> _TASK_: Retype every line of the listing below without any changes, leaving out the pictures.

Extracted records
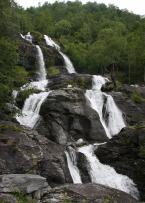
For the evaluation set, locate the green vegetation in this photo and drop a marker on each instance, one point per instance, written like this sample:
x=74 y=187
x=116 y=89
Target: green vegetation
x=98 y=39
x=137 y=97
x=81 y=82
x=66 y=198
x=53 y=71
x=5 y=127
x=23 y=198
x=24 y=94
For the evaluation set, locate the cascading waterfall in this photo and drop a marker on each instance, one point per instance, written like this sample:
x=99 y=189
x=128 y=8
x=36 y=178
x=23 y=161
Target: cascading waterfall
x=72 y=165
x=41 y=65
x=30 y=112
x=68 y=64
x=27 y=37
x=97 y=99
x=100 y=102
x=106 y=175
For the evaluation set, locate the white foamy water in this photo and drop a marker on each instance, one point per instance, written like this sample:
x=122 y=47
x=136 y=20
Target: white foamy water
x=51 y=43
x=27 y=37
x=72 y=165
x=68 y=64
x=30 y=112
x=39 y=85
x=106 y=175
x=100 y=102
x=41 y=64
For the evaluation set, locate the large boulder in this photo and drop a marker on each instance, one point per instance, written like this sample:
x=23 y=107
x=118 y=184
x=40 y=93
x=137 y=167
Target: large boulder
x=67 y=117
x=83 y=81
x=25 y=183
x=92 y=193
x=131 y=100
x=126 y=153
x=25 y=151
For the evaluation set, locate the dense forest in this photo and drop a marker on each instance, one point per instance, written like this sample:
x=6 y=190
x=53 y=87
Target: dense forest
x=98 y=39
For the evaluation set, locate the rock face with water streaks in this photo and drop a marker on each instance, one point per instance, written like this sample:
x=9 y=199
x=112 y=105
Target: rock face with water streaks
x=67 y=117
x=125 y=153
x=26 y=151
x=70 y=118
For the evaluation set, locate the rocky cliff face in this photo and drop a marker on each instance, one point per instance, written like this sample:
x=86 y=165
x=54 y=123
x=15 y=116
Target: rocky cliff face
x=67 y=117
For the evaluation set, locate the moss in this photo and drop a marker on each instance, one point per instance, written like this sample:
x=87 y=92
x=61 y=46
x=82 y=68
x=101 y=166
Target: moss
x=80 y=82
x=4 y=127
x=20 y=76
x=24 y=94
x=53 y=71
x=137 y=97
x=66 y=198
x=107 y=199
x=38 y=37
x=118 y=85
x=137 y=126
x=23 y=198
x=142 y=151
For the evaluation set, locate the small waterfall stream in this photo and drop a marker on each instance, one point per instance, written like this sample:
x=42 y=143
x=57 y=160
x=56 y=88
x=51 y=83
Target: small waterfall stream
x=97 y=99
x=106 y=175
x=100 y=102
x=72 y=165
x=68 y=64
x=32 y=105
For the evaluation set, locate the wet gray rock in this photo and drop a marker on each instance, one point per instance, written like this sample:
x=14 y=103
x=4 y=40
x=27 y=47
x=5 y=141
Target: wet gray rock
x=92 y=193
x=25 y=151
x=70 y=118
x=25 y=183
x=126 y=153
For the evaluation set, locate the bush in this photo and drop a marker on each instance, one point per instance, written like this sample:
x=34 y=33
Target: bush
x=38 y=37
x=53 y=71
x=137 y=97
x=20 y=76
x=23 y=95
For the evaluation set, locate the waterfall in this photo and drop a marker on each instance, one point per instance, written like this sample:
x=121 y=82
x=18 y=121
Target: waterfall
x=27 y=37
x=30 y=111
x=72 y=165
x=106 y=175
x=68 y=64
x=97 y=99
x=41 y=65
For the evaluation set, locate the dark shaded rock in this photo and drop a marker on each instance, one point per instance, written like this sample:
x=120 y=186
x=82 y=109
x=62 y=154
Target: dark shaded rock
x=28 y=56
x=108 y=86
x=82 y=165
x=7 y=198
x=126 y=153
x=83 y=81
x=133 y=113
x=92 y=193
x=25 y=183
x=70 y=118
x=25 y=151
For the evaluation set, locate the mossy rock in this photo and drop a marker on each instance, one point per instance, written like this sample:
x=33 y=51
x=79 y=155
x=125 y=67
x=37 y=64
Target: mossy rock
x=137 y=97
x=23 y=95
x=4 y=127
x=38 y=37
x=81 y=82
x=53 y=71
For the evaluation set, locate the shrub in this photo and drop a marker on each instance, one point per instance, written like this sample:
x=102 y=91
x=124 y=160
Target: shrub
x=53 y=71
x=137 y=97
x=20 y=76
x=24 y=94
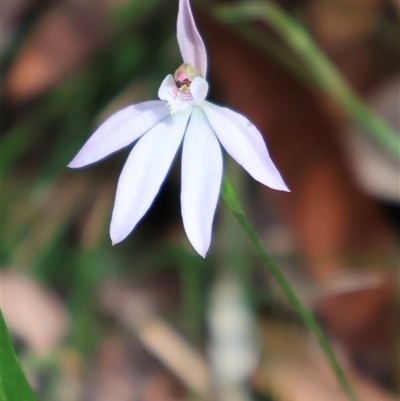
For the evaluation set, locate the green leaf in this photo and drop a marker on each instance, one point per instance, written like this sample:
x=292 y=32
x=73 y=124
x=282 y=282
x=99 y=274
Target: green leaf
x=326 y=75
x=13 y=384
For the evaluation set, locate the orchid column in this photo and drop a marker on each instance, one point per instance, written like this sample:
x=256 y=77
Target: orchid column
x=183 y=116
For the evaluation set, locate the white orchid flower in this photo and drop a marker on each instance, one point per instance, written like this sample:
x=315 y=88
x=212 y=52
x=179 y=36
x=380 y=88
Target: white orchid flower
x=182 y=115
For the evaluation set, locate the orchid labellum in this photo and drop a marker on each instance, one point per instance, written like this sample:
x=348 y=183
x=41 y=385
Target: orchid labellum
x=181 y=116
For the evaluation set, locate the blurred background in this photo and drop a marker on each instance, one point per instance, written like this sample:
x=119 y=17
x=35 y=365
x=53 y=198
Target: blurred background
x=149 y=319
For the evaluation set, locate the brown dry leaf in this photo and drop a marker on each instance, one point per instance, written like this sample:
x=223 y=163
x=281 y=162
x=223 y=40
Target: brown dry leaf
x=295 y=369
x=33 y=312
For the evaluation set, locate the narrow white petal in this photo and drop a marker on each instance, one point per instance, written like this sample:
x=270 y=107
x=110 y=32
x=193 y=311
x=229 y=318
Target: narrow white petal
x=120 y=130
x=201 y=180
x=245 y=144
x=190 y=42
x=199 y=89
x=143 y=174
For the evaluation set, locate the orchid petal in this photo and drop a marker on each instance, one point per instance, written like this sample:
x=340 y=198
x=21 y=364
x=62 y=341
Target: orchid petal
x=242 y=140
x=120 y=130
x=201 y=180
x=143 y=174
x=190 y=42
x=199 y=89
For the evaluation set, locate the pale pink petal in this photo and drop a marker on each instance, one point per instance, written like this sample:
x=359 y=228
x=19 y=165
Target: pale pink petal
x=144 y=172
x=201 y=180
x=120 y=130
x=190 y=42
x=199 y=89
x=242 y=140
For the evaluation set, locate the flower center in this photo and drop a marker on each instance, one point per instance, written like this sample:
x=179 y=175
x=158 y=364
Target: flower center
x=183 y=78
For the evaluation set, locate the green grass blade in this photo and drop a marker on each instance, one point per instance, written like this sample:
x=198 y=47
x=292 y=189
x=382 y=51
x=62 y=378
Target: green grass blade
x=13 y=384
x=232 y=202
x=326 y=75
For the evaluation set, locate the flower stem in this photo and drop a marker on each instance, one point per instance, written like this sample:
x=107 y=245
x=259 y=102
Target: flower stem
x=232 y=202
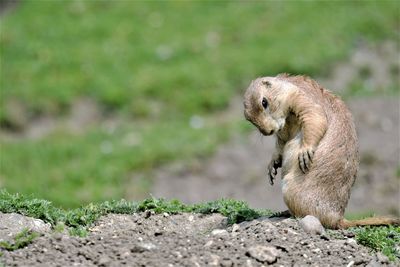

> _EXERCISE RESULT_:
For the evaluation set, locate the green vegetation in this photo and drop a marker on each instance, one point per instance, written like this sample:
x=74 y=187
x=116 y=89
Target: green vegetation
x=98 y=39
x=137 y=97
x=81 y=82
x=66 y=198
x=53 y=71
x=5 y=127
x=23 y=198
x=24 y=94
For the evaluation set, locate the cascading waterfall in this photo and drop a marker on each instance, one point per instance, written like this sample:
x=99 y=189
x=128 y=8
x=36 y=178
x=23 y=161
Target: cascading waterfall
x=72 y=165
x=41 y=65
x=30 y=112
x=68 y=64
x=27 y=37
x=97 y=99
x=100 y=102
x=106 y=175
For the evaluation set, locate the white foamy water in this photo and drop a marker on each instance, one point per instance, written like this sample:
x=122 y=47
x=136 y=20
Target: white foamy water
x=51 y=43
x=27 y=37
x=72 y=165
x=68 y=64
x=30 y=112
x=39 y=85
x=106 y=175
x=100 y=102
x=41 y=64
For the evaluation set, locate the large boulder in this photo and drop a marker on each instance, one point per instance, written like this sample:
x=23 y=107
x=118 y=184
x=40 y=93
x=137 y=167
Target: large boulder
x=67 y=117
x=83 y=81
x=25 y=183
x=92 y=193
x=131 y=100
x=126 y=153
x=25 y=151
For the evaluation set, locate the dense forest in this photo and drop a marker on each instance, one point per instance, written like this sample:
x=6 y=190
x=53 y=87
Target: dense forest
x=98 y=39
For the evaluation set, locate the rock face with water streaks in this photo and drop a marker on each instance, one point per instance, written like this sample:
x=9 y=199
x=112 y=105
Target: rock face with water streaks
x=67 y=117
x=125 y=153
x=26 y=151
x=70 y=118
For the evaluation set, locate the rocky cliff face in this photo and drop a marker on each instance, one point per instance, written like this sample:
x=86 y=165
x=54 y=123
x=15 y=116
Target: rocky cliff face
x=67 y=117
For the evaluation set, locate the moss in this photo and drop a marker on each instance, one point per instance, written like this sample:
x=87 y=92
x=61 y=46
x=82 y=68
x=101 y=166
Target: moss
x=80 y=82
x=4 y=127
x=20 y=76
x=24 y=94
x=53 y=71
x=137 y=97
x=66 y=198
x=107 y=199
x=38 y=37
x=118 y=85
x=137 y=126
x=23 y=198
x=142 y=151
For the evaluation set, locate the small waterfall stream in this photo and drop a marker on each instance, one point per instance, written like this sample:
x=42 y=143
x=57 y=160
x=56 y=88
x=51 y=83
Target: small waterfall stream
x=97 y=99
x=106 y=175
x=100 y=102
x=72 y=165
x=68 y=64
x=32 y=105
For the evaluation set, locate the wet gray rock in this photo and drop a marker on each instance, one point per instance, written like this sample:
x=14 y=103
x=4 y=40
x=27 y=47
x=5 y=141
Target: wet gray rock
x=92 y=193
x=25 y=151
x=70 y=118
x=25 y=183
x=126 y=153
For the evaluation set, locate the bush in this photo and drop a marker on each instance, one point per instance, written like this sample:
x=34 y=33
Target: bush
x=38 y=37
x=53 y=71
x=137 y=97
x=20 y=76
x=23 y=95
For the evaluation set, locate the waterfall in this photo and drop a marker on each instance, one point per instance, written like this sample:
x=121 y=82
x=18 y=121
Target: waterfall
x=27 y=37
x=30 y=111
x=72 y=165
x=106 y=175
x=68 y=64
x=97 y=99
x=41 y=65
For the evaluation set, locate the dark shaded rock in this photo and drop a marker on each instance, one point per instance, written like this sample:
x=120 y=186
x=82 y=109
x=62 y=154
Target: dark shaded rock
x=28 y=56
x=108 y=86
x=82 y=165
x=7 y=198
x=126 y=153
x=83 y=81
x=133 y=113
x=92 y=193
x=25 y=183
x=70 y=118
x=25 y=151
For the evaluation set, locate the mossy rock in this photo and drop a marker on each instance, one point per instance, written like this sample:
x=33 y=51
x=79 y=155
x=125 y=67
x=37 y=64
Target: mossy rock
x=137 y=97
x=23 y=95
x=4 y=127
x=38 y=37
x=81 y=82
x=53 y=71
For the evaluation set, locate the shrub in this photo and drop a marker on each instance, one point per instance, written like this sample:
x=102 y=91
x=124 y=160
Target: shrub
x=53 y=71
x=137 y=97
x=20 y=76
x=24 y=94
For the evaluation set, locate the green leaf in this photo and drop a marker on each instance, one point per instance, written like this sample:
x=292 y=32
x=73 y=124
x=282 y=282
x=99 y=274
Target: green leaf
x=326 y=75
x=13 y=384
For the evaluation set, locate the orchid column in this photo and drop a marker on each instance, one point per instance, written like this sample:
x=256 y=77
Target: orchid column
x=183 y=116
For the evaluation set, locate the white orchid flower in this photo and drop a marker on each instance, one point per instance, written like this sample:
x=315 y=88
x=212 y=52
x=179 y=36
x=380 y=88
Target: white orchid flower
x=182 y=115
For the evaluation set, locate the orchid labellum in this photo and drop a marker on each instance, one point per instance, written like this sample:
x=348 y=183
x=41 y=385
Target: orchid labellum
x=181 y=116
For the evaluation set, locate the blurred background in this photo and drop a marker on each instance, one point per instance, written like this sample:
x=119 y=17
x=35 y=365
x=53 y=198
Target: blurred background
x=149 y=319
For the evaluation set, locate the brown dry leaf in this photo and drop a marker on each instance, one point per instance, written like this sample:
x=223 y=163
x=281 y=162
x=223 y=40
Target: brown dry leaf
x=295 y=369
x=33 y=312
For the evaluation set, locate the narrow white petal in this photo and drop a marker on each instance, one point per instance, written like this sample:
x=270 y=107
x=110 y=32
x=193 y=311
x=229 y=318
Target: narrow white petal
x=120 y=130
x=201 y=180
x=245 y=144
x=190 y=42
x=199 y=89
x=143 y=174
For the evaluation set, locate the orchid petal in this photo and drop a marker on each instance, one point per instance, written like this sample:
x=340 y=198
x=21 y=364
x=62 y=341
Target: orchid petal
x=242 y=140
x=120 y=130
x=201 y=180
x=143 y=174
x=190 y=42
x=199 y=89
For the evaluation set, locate the pale pink petal in this photo and drop a marker on each instance, one point per instance, written like this sample:
x=359 y=228
x=19 y=165
Target: pale pink petal
x=144 y=172
x=201 y=180
x=120 y=130
x=190 y=42
x=199 y=89
x=242 y=140
For the evaluation set, locate the flower center in this photo and drop a marker on each instance, one point per instance, written like this sample:
x=179 y=175
x=158 y=364
Target: flower center
x=183 y=78
For the evaluation set, locate the green grass blade in this photo and drop a marker on each instance, one point per instance, written like this sample:
x=198 y=47
x=292 y=189
x=382 y=51
x=62 y=378
Target: green grass blade
x=13 y=384
x=232 y=202
x=326 y=75
For the evaluation set, locate the flower stem in this photo and drop a marker on each instance, one point per instance, written like this sample:
x=107 y=245
x=259 y=102
Target: flower stem
x=232 y=202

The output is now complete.